> [Set exercise A]:
Write out the stretch of the architecture notes from "Core readout: decisions/actions" through "stance is hybrid.", keeping every word unchanged.

Lateral edges (optional): within-shell edges only inside the geodesic k-NN neighborhood to prevent silent densification.
Wormholes (optional, budgeted): skip edges across non-adjacent shells are permitted only under a hard count budget and/or Pareto penalty.

If wormholes are repeatedly selected by evolution, that is not failure—it is evidence about which task classes demand long-range dependencies and where the constraint breaks.

cutaway-section

Computation: Radial Message Passing as Controlled Depth

Computation is expressed as propagation across shells. Depth is not “number of layers” but “number of radial transitions.”

Modes

Radial feedforward: one outward-to-inward sweep; cheapest and clearest baseline.
Bidirectional predictive flow (optional): inner shells send priors outward; outer shells return residuals inward. This tests iterative refinement without collapsing into unconstrained recurrence.
Sparse activation routing (optional): per-input gating activates a subset of edges; compute is measured as E_active, not merely parameter count.

Readout strategy

Core readout: decisions/actions emitted from (S_k).
Auxiliary heads: intermediate shells may predict coarse targets (global map hints, object counts, low-res occupancy) to improve credit assignment through the bottleneck. These heads are ablated; they are not allowed to become hidden shortcuts.

Optimization: NEAT-Derived Structure Search, SGD for Weights

Pure neuroevolution over both topology and weights is compute-prohibitive for the scope. The pragmatic stance is hybrid.

Topology search

Borrow NEAT’s efficiency levers (Stanley & Miikkulainen, 2002):
- Incremental complexification: start minimal (radial adjacency only) and grow.
- Speciation: prevent early extinction of structurally novel candidates.
Mutations operate on: shell sizes, lateral k, wormhole budget, directionality, gating choices, and (optionally) learned shell membership.

Weight training

Each candidate receives short-horizon SGD training under a locked schedule.
Weight inheritance is applied when mutations are small to reduce evaluation variance.
Multi-fidelity evaluation screens cheaply first (few steps/low-res) before full training.

Fitness and reporting

Two experimental regimes:
1. Hard-budget mode: reject candidates exceeding ((E_{active}\le E_{max},\ \text{hops}\le H_{max})).
2. Pareto mode: evolve a trade-off front over task performance vs compute (E_active, hop depth, latency).
A single deployment point is selected by a fixed policy (e.g., “max accuracy subject to latency < X ms”), not by post-hoc preference.

[Bounding box annotation entries]
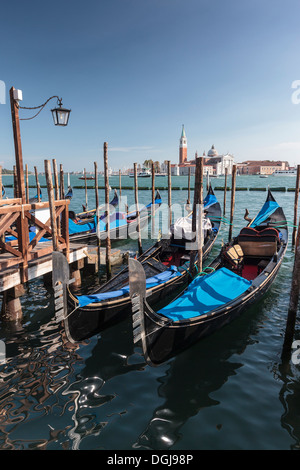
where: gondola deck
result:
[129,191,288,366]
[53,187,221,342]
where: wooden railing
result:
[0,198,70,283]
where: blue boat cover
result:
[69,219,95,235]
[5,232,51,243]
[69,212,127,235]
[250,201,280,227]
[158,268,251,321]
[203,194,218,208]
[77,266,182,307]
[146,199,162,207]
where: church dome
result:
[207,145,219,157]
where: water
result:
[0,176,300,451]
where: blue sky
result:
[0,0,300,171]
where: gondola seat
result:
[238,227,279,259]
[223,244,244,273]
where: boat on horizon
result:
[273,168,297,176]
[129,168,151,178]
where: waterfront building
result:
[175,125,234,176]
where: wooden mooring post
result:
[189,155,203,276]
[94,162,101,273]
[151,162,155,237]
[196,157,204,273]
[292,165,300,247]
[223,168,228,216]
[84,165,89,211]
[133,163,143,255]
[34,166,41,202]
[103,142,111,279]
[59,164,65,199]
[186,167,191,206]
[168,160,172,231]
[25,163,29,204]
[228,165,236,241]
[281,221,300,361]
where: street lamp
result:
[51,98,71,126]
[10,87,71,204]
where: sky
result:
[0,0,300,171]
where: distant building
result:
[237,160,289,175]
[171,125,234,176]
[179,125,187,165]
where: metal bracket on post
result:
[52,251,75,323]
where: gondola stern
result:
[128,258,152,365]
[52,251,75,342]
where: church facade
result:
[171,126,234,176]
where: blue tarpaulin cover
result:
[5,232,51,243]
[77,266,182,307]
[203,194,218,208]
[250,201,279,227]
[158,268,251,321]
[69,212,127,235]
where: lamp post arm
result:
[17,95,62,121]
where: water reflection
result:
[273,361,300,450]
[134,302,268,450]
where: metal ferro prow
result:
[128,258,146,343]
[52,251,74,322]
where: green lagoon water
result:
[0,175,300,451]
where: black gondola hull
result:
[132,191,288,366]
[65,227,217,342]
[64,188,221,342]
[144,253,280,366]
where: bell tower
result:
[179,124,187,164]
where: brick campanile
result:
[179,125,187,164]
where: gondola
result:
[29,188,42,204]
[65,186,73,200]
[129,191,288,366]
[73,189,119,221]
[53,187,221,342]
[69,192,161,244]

> [Set exercise B]:
Reproduce the records from their start through the line that contains "[0,176,300,451]", replacing "wooden" with "timber" and changing nothing else. Include only that stretch, and omit the pictures.

> [Task response A]:
Core readout: decisions/actions emitted from (S_k).
Auxiliary heads: intermediate shells may predict coarse targets (global map hints, object counts, low-res occupancy) to improve credit assignment through the bottleneck. These heads are ablated; they are not allowed to become hidden shortcuts.

Optimization: NEAT-Derived Structure Search, SGD for Weights

Pure neuroevolution over both topology and weights is compute-prohibitive for the scope. The pragmatic stance is hybrid.

> [Task response B]:
where: gondola deck
result:
[129,191,288,366]
[53,187,221,342]
where: timber railing
result:
[0,198,70,283]
where: blue boat cover
result:
[69,219,95,235]
[5,232,51,243]
[69,212,127,235]
[250,201,280,227]
[158,268,251,321]
[203,194,218,208]
[77,266,182,307]
[146,199,162,207]
where: church dome
result:
[207,145,219,157]
where: water
result:
[0,176,300,451]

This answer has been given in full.